Report each line of the data below that contains the string "surface", copying every such line in full. Case counts when matching.

Records to use >>
--------
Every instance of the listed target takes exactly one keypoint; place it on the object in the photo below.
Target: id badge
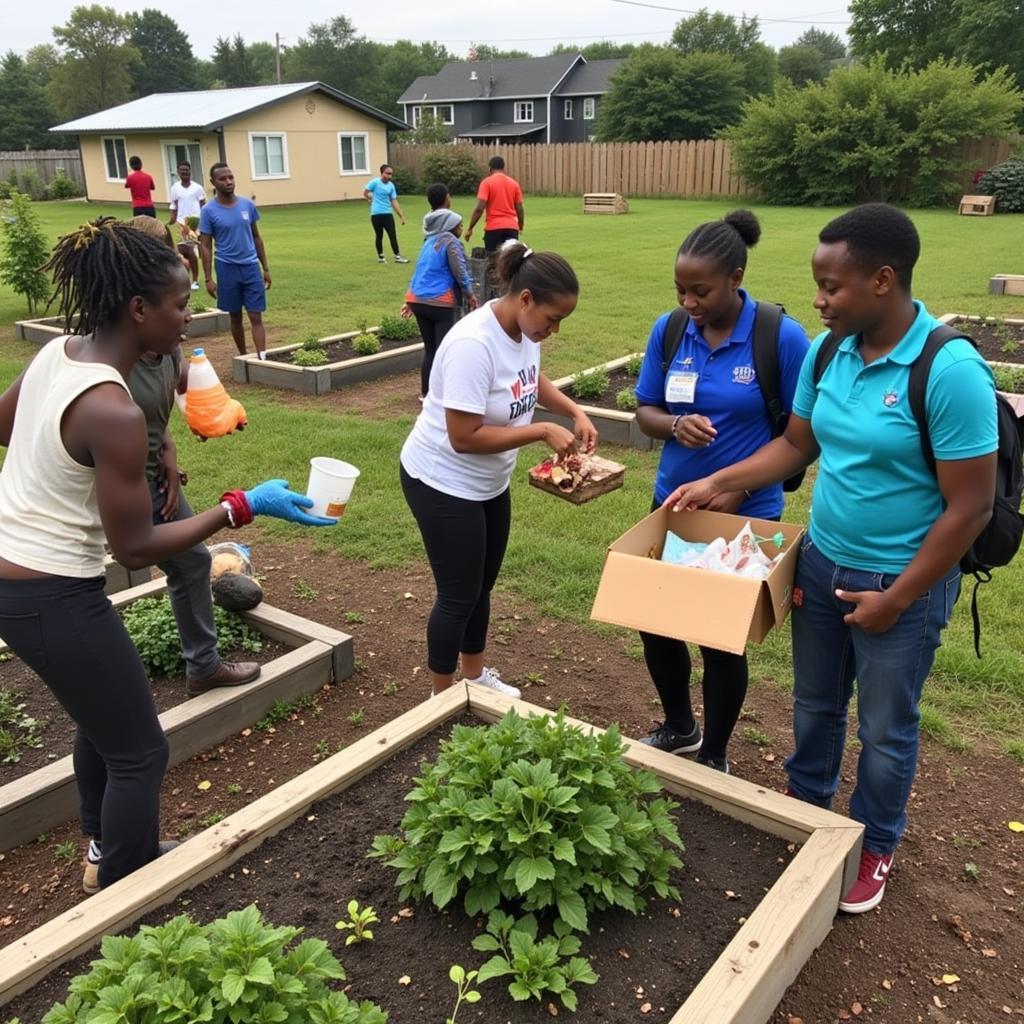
(681, 388)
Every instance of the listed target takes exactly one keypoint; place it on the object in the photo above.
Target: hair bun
(747, 225)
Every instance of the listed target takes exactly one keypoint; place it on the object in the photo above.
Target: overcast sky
(535, 26)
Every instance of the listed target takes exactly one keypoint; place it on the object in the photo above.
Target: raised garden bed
(769, 921)
(318, 654)
(343, 367)
(47, 328)
(613, 425)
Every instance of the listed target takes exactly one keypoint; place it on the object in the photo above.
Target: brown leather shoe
(229, 674)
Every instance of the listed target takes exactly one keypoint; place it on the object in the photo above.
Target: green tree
(870, 132)
(96, 61)
(659, 94)
(167, 62)
(24, 251)
(25, 110)
(802, 65)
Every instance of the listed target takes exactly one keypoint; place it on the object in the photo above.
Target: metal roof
(207, 109)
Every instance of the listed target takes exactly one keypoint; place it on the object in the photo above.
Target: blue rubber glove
(273, 498)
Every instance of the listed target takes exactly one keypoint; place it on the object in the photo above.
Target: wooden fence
(43, 163)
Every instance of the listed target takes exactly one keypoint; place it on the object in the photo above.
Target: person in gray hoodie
(441, 282)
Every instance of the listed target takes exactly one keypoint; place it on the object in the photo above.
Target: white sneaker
(493, 681)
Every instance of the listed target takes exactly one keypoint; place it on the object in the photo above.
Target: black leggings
(434, 323)
(67, 631)
(384, 222)
(465, 542)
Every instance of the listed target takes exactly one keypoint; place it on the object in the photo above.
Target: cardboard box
(711, 608)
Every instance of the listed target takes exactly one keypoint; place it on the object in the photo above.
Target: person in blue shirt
(710, 412)
(228, 221)
(879, 569)
(382, 196)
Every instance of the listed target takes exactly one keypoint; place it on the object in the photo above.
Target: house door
(178, 153)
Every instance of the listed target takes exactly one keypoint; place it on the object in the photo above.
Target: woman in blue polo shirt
(709, 410)
(879, 570)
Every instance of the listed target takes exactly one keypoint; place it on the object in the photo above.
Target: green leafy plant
(465, 992)
(151, 625)
(358, 923)
(366, 344)
(397, 328)
(536, 812)
(536, 966)
(626, 399)
(236, 969)
(309, 357)
(24, 250)
(590, 383)
(18, 731)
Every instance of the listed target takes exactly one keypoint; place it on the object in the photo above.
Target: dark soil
(307, 873)
(997, 340)
(617, 379)
(336, 351)
(57, 732)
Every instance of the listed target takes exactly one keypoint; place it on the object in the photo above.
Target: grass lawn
(327, 279)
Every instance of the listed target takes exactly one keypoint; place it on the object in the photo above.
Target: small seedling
(465, 992)
(358, 923)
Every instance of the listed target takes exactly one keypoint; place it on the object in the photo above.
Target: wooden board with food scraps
(578, 478)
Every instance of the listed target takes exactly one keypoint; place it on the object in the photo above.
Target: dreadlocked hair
(99, 266)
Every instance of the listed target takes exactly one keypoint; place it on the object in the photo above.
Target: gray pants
(188, 590)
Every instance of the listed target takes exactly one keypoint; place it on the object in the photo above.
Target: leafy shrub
(626, 399)
(397, 328)
(869, 132)
(454, 166)
(62, 186)
(24, 250)
(591, 383)
(238, 968)
(151, 625)
(309, 357)
(1006, 182)
(534, 811)
(366, 344)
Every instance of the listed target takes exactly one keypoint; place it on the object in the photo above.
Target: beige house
(286, 143)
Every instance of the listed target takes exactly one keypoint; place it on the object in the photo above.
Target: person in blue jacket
(709, 410)
(441, 282)
(879, 569)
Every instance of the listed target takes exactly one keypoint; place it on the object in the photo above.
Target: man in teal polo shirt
(879, 570)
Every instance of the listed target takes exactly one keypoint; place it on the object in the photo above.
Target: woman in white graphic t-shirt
(457, 463)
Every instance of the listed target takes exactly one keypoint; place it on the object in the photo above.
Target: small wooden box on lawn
(604, 203)
(977, 206)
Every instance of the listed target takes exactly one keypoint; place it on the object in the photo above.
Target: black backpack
(767, 320)
(1000, 539)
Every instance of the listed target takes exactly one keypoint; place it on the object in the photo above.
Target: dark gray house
(535, 99)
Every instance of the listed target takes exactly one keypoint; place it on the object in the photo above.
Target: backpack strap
(673, 336)
(767, 322)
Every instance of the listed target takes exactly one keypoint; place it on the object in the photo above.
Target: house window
(354, 150)
(116, 158)
(523, 111)
(269, 155)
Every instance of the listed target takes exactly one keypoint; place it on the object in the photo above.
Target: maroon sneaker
(866, 892)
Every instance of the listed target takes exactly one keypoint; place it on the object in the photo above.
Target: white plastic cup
(331, 482)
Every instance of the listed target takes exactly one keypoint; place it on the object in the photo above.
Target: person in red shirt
(502, 198)
(141, 184)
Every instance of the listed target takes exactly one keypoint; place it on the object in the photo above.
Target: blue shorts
(240, 286)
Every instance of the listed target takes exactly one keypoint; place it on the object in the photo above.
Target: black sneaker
(668, 739)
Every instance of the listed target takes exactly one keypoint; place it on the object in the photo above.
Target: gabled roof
(208, 109)
(589, 79)
(494, 80)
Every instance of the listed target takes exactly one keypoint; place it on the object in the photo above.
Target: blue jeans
(890, 669)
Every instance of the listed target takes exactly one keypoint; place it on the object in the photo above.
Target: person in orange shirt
(502, 198)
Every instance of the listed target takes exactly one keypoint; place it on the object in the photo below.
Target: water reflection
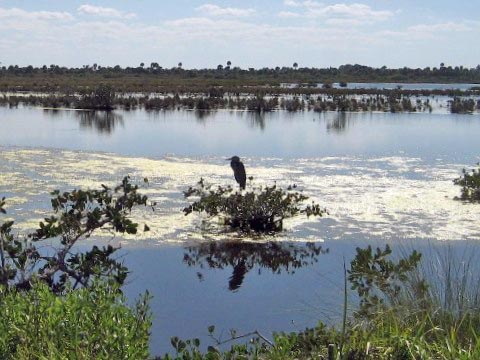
(103, 122)
(339, 123)
(257, 120)
(244, 256)
(202, 115)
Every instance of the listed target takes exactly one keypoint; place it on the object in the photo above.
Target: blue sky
(248, 33)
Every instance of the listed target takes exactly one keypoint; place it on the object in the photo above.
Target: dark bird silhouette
(238, 171)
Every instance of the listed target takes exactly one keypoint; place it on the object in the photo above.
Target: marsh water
(383, 178)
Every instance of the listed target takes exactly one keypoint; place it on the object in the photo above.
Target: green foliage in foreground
(470, 183)
(87, 323)
(259, 210)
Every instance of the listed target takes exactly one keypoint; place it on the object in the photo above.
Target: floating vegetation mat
(384, 198)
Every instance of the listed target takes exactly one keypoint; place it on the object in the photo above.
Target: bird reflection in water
(103, 122)
(244, 256)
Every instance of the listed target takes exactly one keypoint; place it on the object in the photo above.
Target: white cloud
(215, 10)
(19, 14)
(441, 27)
(288, 14)
(104, 12)
(338, 14)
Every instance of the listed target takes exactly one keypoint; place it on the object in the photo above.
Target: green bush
(77, 215)
(260, 210)
(87, 323)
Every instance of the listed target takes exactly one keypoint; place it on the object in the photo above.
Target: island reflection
(103, 122)
(244, 256)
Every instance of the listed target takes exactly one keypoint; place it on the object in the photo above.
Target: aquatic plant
(259, 210)
(77, 215)
(470, 183)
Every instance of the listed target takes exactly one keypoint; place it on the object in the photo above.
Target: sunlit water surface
(382, 177)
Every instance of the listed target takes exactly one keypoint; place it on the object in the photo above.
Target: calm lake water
(383, 177)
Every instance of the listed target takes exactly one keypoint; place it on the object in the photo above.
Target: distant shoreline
(154, 78)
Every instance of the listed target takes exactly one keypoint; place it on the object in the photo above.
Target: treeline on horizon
(29, 76)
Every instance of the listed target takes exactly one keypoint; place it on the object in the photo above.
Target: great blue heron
(238, 171)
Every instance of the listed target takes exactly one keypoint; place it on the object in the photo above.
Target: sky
(266, 33)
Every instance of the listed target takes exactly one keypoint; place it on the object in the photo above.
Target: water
(393, 86)
(408, 86)
(383, 178)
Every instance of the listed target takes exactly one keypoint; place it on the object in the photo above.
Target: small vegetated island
(67, 303)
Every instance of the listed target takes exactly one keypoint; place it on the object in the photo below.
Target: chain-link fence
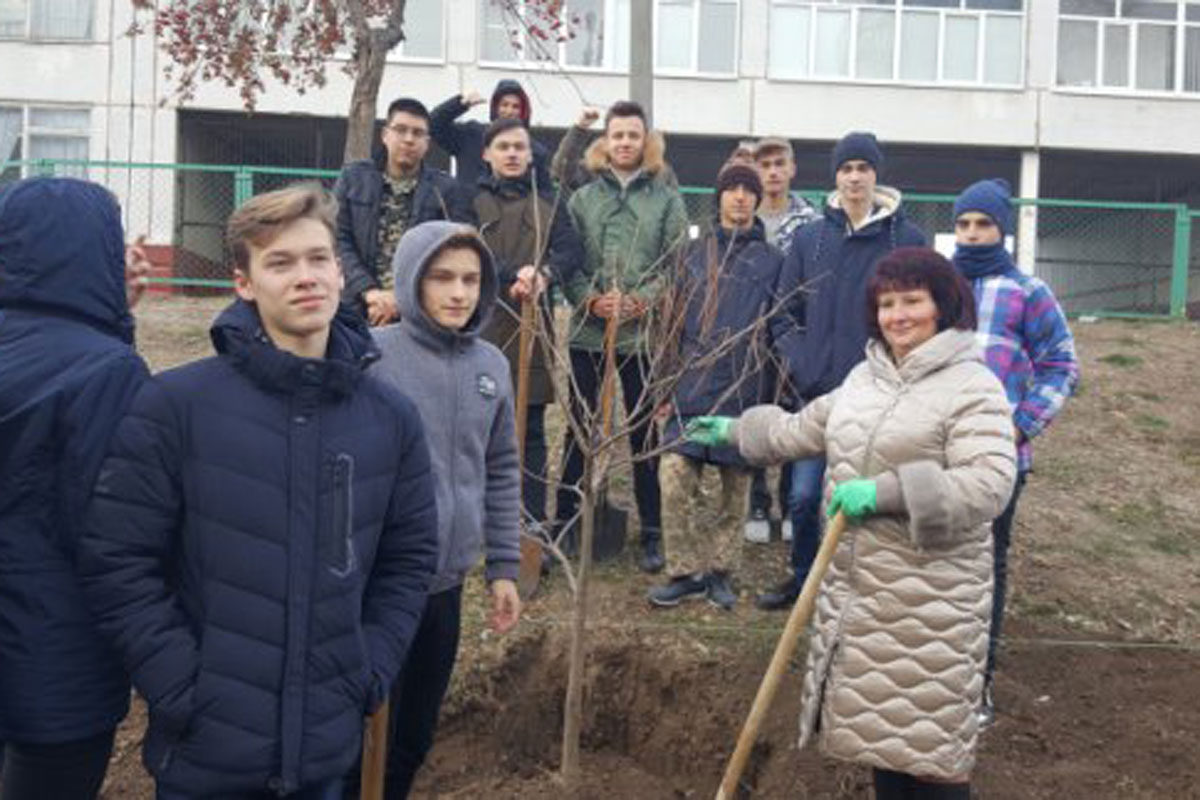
(1099, 258)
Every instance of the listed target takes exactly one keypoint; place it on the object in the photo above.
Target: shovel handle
(375, 755)
(796, 624)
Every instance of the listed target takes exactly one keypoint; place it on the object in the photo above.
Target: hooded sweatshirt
(461, 386)
(826, 274)
(67, 373)
(465, 140)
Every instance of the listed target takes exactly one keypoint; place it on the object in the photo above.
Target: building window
(423, 31)
(588, 34)
(1129, 44)
(47, 19)
(697, 36)
(43, 132)
(911, 41)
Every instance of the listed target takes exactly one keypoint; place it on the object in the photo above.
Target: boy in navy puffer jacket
(263, 531)
(445, 289)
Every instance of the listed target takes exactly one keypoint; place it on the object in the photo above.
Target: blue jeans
(804, 505)
(330, 789)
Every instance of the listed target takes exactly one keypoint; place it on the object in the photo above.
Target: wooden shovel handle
(796, 624)
(375, 755)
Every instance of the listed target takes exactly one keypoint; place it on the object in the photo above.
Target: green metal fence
(1107, 259)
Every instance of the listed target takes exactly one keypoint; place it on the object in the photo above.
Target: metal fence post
(1180, 262)
(243, 186)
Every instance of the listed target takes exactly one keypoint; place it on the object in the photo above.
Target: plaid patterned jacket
(1027, 343)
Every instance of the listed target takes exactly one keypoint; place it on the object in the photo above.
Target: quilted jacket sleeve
(405, 560)
(947, 501)
(502, 512)
(767, 434)
(124, 554)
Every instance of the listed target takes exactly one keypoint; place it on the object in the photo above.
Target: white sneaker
(757, 528)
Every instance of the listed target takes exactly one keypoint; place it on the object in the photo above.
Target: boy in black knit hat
(825, 335)
(726, 288)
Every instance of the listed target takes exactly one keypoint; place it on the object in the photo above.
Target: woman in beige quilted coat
(921, 457)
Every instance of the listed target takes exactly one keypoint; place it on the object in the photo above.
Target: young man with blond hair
(263, 531)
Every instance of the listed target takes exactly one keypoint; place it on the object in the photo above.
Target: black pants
(588, 371)
(760, 495)
(69, 770)
(901, 786)
(417, 695)
(533, 482)
(1001, 537)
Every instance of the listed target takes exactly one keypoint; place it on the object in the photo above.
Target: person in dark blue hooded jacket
(825, 337)
(724, 366)
(263, 533)
(465, 139)
(67, 373)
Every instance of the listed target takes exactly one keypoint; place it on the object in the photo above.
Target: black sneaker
(720, 593)
(779, 599)
(757, 528)
(677, 589)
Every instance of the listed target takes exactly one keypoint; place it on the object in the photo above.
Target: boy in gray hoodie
(445, 288)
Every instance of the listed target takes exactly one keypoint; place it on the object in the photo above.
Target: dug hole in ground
(1097, 687)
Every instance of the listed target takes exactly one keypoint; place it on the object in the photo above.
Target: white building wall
(121, 82)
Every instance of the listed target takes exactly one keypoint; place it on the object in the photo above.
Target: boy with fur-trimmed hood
(445, 282)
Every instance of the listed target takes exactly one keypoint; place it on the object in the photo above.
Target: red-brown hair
(919, 268)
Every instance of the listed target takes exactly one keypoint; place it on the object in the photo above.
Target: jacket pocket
(342, 557)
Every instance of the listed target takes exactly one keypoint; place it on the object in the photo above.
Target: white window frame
(981, 14)
(29, 132)
(1133, 24)
(693, 70)
(27, 34)
(559, 62)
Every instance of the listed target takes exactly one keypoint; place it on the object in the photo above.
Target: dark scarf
(979, 260)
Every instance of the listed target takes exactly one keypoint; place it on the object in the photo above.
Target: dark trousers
(588, 371)
(69, 770)
(418, 692)
(533, 481)
(760, 497)
(330, 789)
(901, 786)
(804, 505)
(1001, 537)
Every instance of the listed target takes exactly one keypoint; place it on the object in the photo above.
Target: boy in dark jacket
(67, 373)
(533, 241)
(825, 336)
(727, 289)
(465, 140)
(379, 199)
(447, 288)
(263, 531)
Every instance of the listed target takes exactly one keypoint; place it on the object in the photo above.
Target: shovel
(375, 755)
(796, 624)
(531, 548)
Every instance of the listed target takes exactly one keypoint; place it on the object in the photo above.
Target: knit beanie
(737, 174)
(857, 145)
(993, 197)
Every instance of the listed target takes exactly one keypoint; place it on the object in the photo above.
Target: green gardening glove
(709, 431)
(855, 498)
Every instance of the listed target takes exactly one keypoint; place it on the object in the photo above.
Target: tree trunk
(573, 707)
(370, 62)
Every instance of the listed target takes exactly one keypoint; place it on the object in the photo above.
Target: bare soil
(1098, 679)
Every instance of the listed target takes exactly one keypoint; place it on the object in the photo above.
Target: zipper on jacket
(345, 560)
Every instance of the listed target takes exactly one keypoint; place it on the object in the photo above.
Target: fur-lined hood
(654, 158)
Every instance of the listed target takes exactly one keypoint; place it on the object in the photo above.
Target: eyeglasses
(405, 132)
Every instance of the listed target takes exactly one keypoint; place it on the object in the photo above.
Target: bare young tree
(600, 433)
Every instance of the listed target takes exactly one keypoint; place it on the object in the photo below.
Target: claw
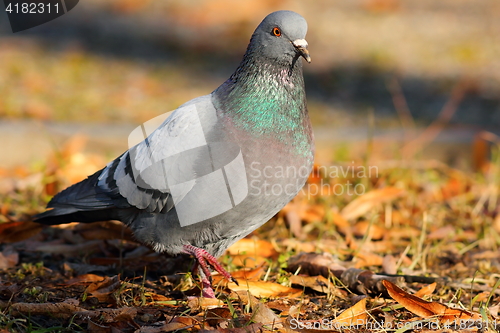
(202, 258)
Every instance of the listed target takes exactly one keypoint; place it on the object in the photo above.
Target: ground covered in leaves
(365, 246)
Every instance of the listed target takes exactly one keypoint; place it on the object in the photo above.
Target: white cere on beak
(300, 43)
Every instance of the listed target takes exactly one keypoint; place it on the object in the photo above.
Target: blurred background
(389, 79)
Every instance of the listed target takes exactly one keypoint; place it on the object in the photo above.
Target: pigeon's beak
(301, 46)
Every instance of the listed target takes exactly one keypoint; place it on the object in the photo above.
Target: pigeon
(219, 166)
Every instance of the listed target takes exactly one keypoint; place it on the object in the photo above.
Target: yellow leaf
(367, 201)
(355, 315)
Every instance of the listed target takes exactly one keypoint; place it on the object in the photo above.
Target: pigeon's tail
(82, 202)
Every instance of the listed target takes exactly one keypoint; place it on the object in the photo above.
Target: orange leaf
(367, 201)
(427, 309)
(427, 290)
(355, 315)
(251, 247)
(12, 232)
(264, 289)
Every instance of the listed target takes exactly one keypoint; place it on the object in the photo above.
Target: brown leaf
(389, 264)
(426, 290)
(355, 315)
(318, 283)
(374, 231)
(102, 290)
(359, 206)
(85, 279)
(248, 261)
(8, 257)
(368, 259)
(217, 315)
(263, 315)
(428, 309)
(251, 247)
(249, 275)
(12, 232)
(264, 289)
(315, 264)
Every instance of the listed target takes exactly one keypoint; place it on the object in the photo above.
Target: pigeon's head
(281, 37)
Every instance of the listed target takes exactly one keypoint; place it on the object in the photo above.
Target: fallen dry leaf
(264, 289)
(8, 257)
(354, 316)
(426, 309)
(426, 290)
(252, 247)
(12, 232)
(359, 206)
(318, 283)
(374, 231)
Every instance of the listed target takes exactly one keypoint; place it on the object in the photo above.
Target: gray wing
(141, 178)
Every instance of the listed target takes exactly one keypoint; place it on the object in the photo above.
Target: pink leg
(202, 258)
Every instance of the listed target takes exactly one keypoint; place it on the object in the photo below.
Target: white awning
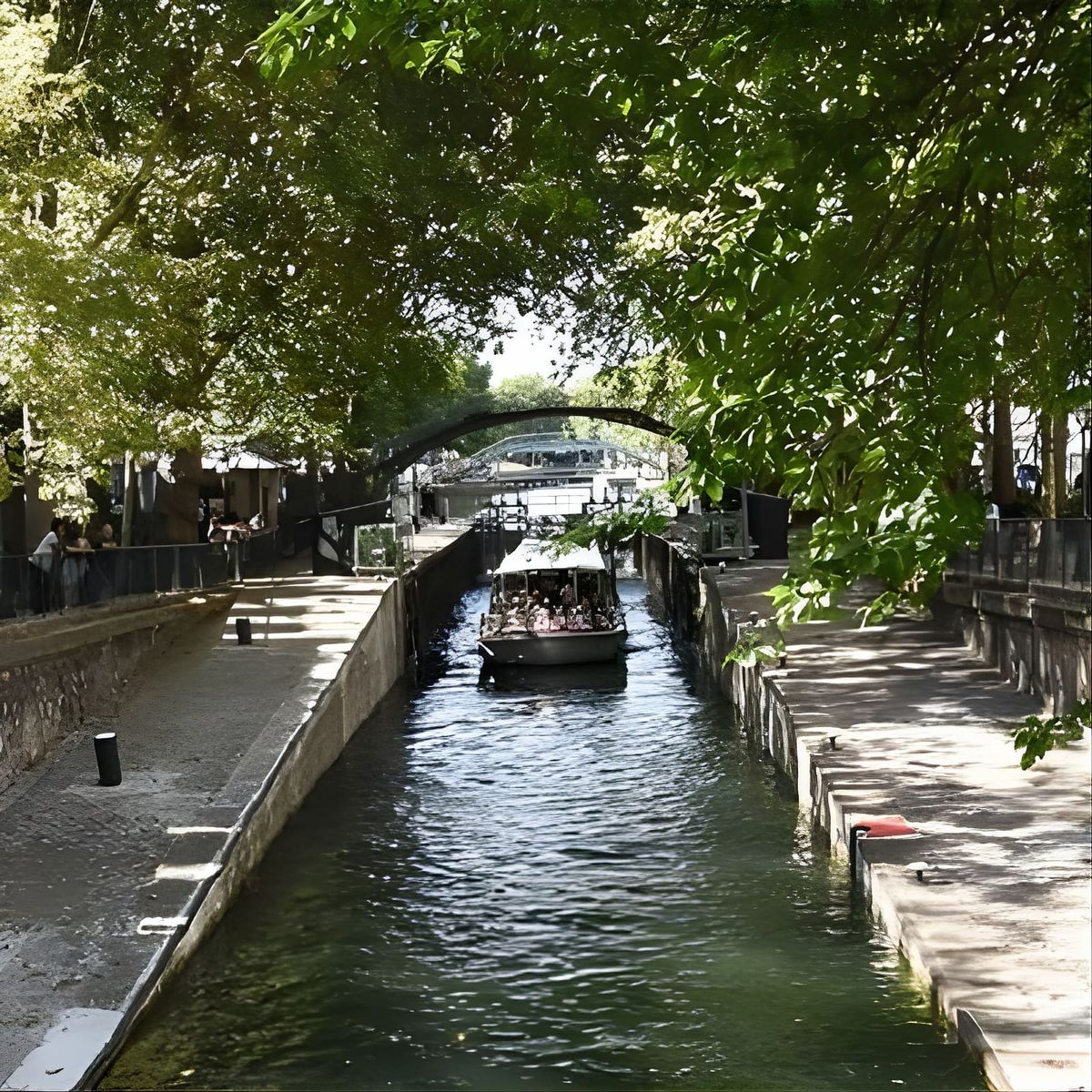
(532, 554)
(222, 463)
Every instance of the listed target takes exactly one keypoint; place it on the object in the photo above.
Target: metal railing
(1022, 555)
(39, 584)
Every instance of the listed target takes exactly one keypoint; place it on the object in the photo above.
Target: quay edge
(202, 869)
(997, 934)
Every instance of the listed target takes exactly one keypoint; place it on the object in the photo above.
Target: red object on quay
(885, 827)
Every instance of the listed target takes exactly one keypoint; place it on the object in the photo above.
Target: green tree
(860, 219)
(529, 391)
(191, 257)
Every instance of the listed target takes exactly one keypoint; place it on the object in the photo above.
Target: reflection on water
(566, 880)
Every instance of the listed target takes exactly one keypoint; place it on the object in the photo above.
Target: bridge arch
(407, 449)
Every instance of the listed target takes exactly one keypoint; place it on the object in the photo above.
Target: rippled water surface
(576, 882)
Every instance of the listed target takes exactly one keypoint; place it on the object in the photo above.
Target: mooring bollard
(106, 757)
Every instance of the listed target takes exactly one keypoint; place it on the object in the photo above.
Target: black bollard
(106, 756)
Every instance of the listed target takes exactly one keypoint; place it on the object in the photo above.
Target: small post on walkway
(106, 757)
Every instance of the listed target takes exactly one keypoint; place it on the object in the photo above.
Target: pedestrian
(44, 574)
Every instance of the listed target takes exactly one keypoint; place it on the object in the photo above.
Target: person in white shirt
(43, 560)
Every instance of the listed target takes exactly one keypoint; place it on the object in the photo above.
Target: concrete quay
(998, 927)
(106, 891)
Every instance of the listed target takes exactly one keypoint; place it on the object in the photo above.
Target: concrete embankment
(106, 893)
(997, 928)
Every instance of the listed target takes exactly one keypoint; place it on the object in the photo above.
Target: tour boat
(551, 611)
--------
Full solution >>
Target: sunlit water surface
Target: rippled water surface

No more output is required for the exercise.